-- START OF Listed records --

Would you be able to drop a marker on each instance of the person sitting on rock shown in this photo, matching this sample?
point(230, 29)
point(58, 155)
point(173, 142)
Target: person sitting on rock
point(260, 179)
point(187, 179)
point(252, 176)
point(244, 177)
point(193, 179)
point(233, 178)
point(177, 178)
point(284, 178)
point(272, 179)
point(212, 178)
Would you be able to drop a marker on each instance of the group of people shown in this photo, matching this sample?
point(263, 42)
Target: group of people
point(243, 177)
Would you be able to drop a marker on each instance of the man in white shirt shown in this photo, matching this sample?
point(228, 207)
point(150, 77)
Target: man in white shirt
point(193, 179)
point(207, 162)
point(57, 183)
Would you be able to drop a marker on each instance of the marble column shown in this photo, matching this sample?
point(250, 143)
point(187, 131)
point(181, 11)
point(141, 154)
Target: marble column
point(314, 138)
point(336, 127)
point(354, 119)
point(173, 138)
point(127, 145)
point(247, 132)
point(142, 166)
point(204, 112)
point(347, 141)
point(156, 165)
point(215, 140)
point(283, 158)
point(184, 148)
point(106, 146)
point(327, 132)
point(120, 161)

-- END OF Listed records --
-- START OF Listed records --

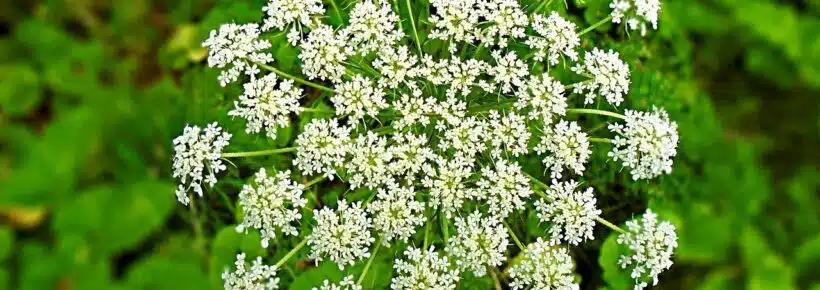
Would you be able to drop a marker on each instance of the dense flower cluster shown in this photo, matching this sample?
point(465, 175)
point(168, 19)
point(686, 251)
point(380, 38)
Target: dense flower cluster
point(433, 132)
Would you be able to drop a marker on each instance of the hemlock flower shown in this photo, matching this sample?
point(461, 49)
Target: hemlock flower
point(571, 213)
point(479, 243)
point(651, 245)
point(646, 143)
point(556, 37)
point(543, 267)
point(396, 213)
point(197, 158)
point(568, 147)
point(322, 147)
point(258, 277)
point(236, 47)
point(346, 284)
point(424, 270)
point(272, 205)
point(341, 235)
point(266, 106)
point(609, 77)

-- END OF Listed records --
-- START OF Listed records --

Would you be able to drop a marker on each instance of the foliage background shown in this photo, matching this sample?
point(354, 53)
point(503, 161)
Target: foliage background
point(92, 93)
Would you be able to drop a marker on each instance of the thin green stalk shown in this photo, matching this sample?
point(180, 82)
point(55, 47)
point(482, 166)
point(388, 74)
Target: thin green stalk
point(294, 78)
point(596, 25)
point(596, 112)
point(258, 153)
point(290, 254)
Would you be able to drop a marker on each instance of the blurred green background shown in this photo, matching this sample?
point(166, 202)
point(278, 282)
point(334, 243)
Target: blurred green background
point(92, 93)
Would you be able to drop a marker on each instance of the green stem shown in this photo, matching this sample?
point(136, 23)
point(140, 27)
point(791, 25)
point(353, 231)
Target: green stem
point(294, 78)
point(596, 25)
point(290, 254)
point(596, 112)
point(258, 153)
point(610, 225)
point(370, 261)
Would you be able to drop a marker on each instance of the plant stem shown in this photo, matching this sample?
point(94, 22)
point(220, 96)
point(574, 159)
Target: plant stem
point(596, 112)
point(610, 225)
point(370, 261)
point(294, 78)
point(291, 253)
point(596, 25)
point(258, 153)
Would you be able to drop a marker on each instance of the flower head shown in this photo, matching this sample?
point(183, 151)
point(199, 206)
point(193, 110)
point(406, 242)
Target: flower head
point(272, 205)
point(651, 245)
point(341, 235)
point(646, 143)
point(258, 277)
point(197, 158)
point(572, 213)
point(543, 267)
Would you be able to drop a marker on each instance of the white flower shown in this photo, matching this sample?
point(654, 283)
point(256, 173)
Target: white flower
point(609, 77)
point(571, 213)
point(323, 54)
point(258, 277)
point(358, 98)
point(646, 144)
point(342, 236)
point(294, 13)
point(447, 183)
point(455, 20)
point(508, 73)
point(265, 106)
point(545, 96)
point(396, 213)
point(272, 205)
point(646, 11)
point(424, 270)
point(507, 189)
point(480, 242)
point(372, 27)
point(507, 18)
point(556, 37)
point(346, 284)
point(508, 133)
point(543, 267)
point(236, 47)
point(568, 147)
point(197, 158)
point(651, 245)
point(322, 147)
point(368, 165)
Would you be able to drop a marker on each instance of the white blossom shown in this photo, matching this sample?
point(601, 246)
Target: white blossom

-- END OF Listed records --

* Given problem *
Beginning at the row that contains "rock shown in this photo, matching this sample?" and stopping after the row that contains "point(243, 177)", write those rows out again, requests included. In every answer point listed after a "Target" row, increase both coordinates by 148, and leave the sample points in the requests unchanged.

* Result *
Would you be able to drop a marker on each instance of the person sitting on rock shown in this photo, matching this sample?
point(230, 29)
point(58, 155)
point(173, 142)
Target: person sitting on rock
point(408, 327)
point(335, 327)
point(400, 324)
point(392, 325)
point(341, 327)
point(381, 326)
point(325, 326)
point(432, 326)
point(420, 327)
point(360, 326)
Would you be able to drop a marker on each instance of the group of people shown in this photo, matching this sample?
point(263, 42)
Target: group of people
point(391, 325)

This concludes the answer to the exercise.